> Data supplied
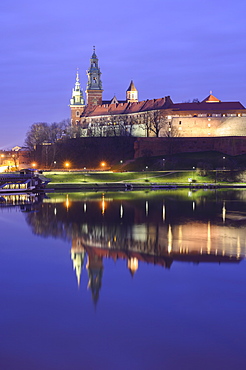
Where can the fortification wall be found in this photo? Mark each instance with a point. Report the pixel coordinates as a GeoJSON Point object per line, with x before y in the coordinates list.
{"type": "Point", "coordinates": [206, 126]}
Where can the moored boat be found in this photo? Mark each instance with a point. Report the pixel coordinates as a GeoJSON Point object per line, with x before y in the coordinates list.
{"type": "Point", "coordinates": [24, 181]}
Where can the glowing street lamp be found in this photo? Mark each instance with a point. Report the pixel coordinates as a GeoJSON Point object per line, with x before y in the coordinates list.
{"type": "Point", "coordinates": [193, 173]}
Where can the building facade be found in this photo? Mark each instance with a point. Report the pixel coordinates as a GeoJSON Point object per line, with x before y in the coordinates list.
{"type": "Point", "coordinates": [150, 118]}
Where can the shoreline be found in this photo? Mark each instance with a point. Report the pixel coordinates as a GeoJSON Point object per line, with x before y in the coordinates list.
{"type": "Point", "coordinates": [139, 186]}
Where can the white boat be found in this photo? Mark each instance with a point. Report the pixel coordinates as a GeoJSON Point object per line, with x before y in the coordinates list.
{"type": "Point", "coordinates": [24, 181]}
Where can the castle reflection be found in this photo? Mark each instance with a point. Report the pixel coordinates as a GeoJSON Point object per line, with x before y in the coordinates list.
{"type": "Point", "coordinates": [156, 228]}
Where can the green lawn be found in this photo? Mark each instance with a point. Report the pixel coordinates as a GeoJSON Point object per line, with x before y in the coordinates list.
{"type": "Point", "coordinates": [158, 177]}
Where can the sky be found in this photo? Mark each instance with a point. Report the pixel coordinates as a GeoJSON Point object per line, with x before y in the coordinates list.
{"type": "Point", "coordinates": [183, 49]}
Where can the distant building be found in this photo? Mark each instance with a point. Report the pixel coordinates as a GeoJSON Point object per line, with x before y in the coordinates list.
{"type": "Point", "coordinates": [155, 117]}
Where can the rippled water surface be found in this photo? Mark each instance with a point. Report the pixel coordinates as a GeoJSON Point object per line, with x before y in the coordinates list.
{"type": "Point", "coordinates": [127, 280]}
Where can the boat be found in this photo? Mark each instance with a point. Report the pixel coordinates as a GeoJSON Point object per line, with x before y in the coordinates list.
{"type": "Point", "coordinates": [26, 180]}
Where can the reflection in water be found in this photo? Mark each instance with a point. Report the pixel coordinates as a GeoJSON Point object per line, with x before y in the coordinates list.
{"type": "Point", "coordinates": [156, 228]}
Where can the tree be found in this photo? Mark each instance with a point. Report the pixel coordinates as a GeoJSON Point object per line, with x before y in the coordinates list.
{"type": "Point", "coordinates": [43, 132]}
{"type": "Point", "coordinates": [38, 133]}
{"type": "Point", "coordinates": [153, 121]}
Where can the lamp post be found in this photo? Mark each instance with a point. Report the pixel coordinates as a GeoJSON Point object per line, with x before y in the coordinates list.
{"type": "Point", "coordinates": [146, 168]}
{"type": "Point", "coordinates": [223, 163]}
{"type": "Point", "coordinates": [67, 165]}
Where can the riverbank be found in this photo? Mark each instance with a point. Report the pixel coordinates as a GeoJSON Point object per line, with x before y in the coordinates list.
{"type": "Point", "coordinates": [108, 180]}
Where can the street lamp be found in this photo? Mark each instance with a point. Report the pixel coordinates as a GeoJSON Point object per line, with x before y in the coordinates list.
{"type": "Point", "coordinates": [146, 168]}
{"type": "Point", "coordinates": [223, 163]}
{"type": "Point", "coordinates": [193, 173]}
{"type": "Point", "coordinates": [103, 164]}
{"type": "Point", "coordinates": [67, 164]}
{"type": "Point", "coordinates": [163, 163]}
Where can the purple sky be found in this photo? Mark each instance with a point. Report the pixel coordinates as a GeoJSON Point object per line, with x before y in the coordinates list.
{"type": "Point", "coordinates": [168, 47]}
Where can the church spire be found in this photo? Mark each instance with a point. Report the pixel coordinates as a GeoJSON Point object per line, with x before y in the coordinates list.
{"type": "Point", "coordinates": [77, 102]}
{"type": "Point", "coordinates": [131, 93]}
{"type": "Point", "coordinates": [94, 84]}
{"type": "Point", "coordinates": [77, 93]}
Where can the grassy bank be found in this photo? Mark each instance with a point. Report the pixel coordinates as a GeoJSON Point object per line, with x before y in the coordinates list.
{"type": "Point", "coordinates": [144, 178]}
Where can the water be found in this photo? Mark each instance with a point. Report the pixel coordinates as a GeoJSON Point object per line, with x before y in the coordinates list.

> Do this
Restate the whole listing above exactly, please, omitting every image.

> Answer to this task
Where can the fortification wall be found in this photo? Mark each instance with a point. Report the pixel coordinates as a GeoJSON Point object per line, with x before y in the coordinates list.
{"type": "Point", "coordinates": [206, 126]}
Where can the moored boat be found in this photo? Mark each instance with a point. Report the pixel coordinates as a GeoJSON Point object per line, with x before y in the coordinates list.
{"type": "Point", "coordinates": [24, 181]}
Where can the glowing street lamp be found in this photo? Mark each instance with a point. Report the pixel coordinates as a GeoJSON Point object per line, with x before y in the coordinates list.
{"type": "Point", "coordinates": [193, 173]}
Where can the building facade be found in this photo? Mark each instance with a point. Report the pixel coordinates as a GeoJSON Point object per line, with x before y in the coordinates list.
{"type": "Point", "coordinates": [150, 118]}
Where can the shoreline be found in this photo? Mark each instance with a point. Report the pixel coordinates as a GeoJSON Point object per line, with x before y in the coordinates list.
{"type": "Point", "coordinates": [139, 186]}
Where can the white boat be found in this photo? Mark each instance with a point. Report the pixel coordinates as a GeoJSON Point object per line, with x before y in the coordinates list.
{"type": "Point", "coordinates": [24, 181]}
Where can the castle reflection be found in this photo? Mark each instance with a point. Report the pixel coordinates as a GeoJSON Point object per line, with x before y in the coordinates list.
{"type": "Point", "coordinates": [156, 228]}
Where can the green lawn be found in this photo? Mark each instance with a point. Report the pixel coordinates as a GeoJSON Point object per line, with x before y in the coordinates list.
{"type": "Point", "coordinates": [158, 177]}
Where can the sky be found in this photo? Mark each instance with a point. Report the pixel coordinates as a GeoJSON Point object per line, with x before y in the coordinates list.
{"type": "Point", "coordinates": [183, 49]}
Where can the distant building be found in this photo? Mark each instance with a point. Report the pixel coordinates as a GeoJSON Point object per line, with x before y in the coordinates list.
{"type": "Point", "coordinates": [155, 117]}
Where can the rippled water surface be found in this photo? Mark each instance with a point. Report the pixel coordinates as a GeoJSON Point object per line, with x before y in the coordinates list.
{"type": "Point", "coordinates": [127, 280]}
Where can the boat be found in this photo? Mark each instance with a point. Report the pixel coordinates as a GeoJSON Point object per line, with x before y in the coordinates list.
{"type": "Point", "coordinates": [26, 180]}
Where can the reflection in water be found in this photo? Mark each instance with a point. Report the pixel coordinates as a GeoJSON Point object per line, with x before y in the coordinates list.
{"type": "Point", "coordinates": [156, 228]}
Where can the tree be found in this photo? Mark each instance with a point. Report the pixel coordinates as a GeoJSON Point object per line, with x before y in the coordinates list.
{"type": "Point", "coordinates": [43, 132]}
{"type": "Point", "coordinates": [38, 133]}
{"type": "Point", "coordinates": [153, 121]}
Where can the lamp post be found in this photo? Mark each instance with a point. Report the pixel coordinates as a GeoJSON Point object per line, with x before y in the coordinates list.
{"type": "Point", "coordinates": [146, 168]}
{"type": "Point", "coordinates": [223, 163]}
{"type": "Point", "coordinates": [67, 165]}
Where can the riverbank be found in this photo? Mark each instance with a point. Report the pixel coordinates as a GeoJSON Point object per line, with x before y in the coordinates list.
{"type": "Point", "coordinates": [108, 180]}
Where can the street lamp be found in this photo? Mark each instance with a point. Report the pixel coordinates as a GeoJSON Point object per line, with x before y in the coordinates list.
{"type": "Point", "coordinates": [146, 168]}
{"type": "Point", "coordinates": [223, 163]}
{"type": "Point", "coordinates": [193, 173]}
{"type": "Point", "coordinates": [103, 164]}
{"type": "Point", "coordinates": [67, 164]}
{"type": "Point", "coordinates": [163, 163]}
Where can the purple sky be found in this photo? Mark each instance with a point. Report the pixel coordinates as a GeoJSON Point object per line, with x before y in the coordinates list.
{"type": "Point", "coordinates": [168, 47]}
Where can the church spire be found in this photo? Mark each instance with a point. Report the pixel coordinates as a GeoJSON Point object per line, with x before y in the coordinates list.
{"type": "Point", "coordinates": [77, 102]}
{"type": "Point", "coordinates": [131, 93]}
{"type": "Point", "coordinates": [94, 84]}
{"type": "Point", "coordinates": [77, 93]}
Where can the grassy bank be found in this photo? Mark each instance with a point. Report the pixel coordinates as a GeoJSON Point object per line, with x before y in the coordinates list.
{"type": "Point", "coordinates": [144, 178]}
Where can the water be found in this photo? Mark each instance with a point. Report the pixel coordinates as a GeoJSON Point object per line, with x before y in the coordinates list.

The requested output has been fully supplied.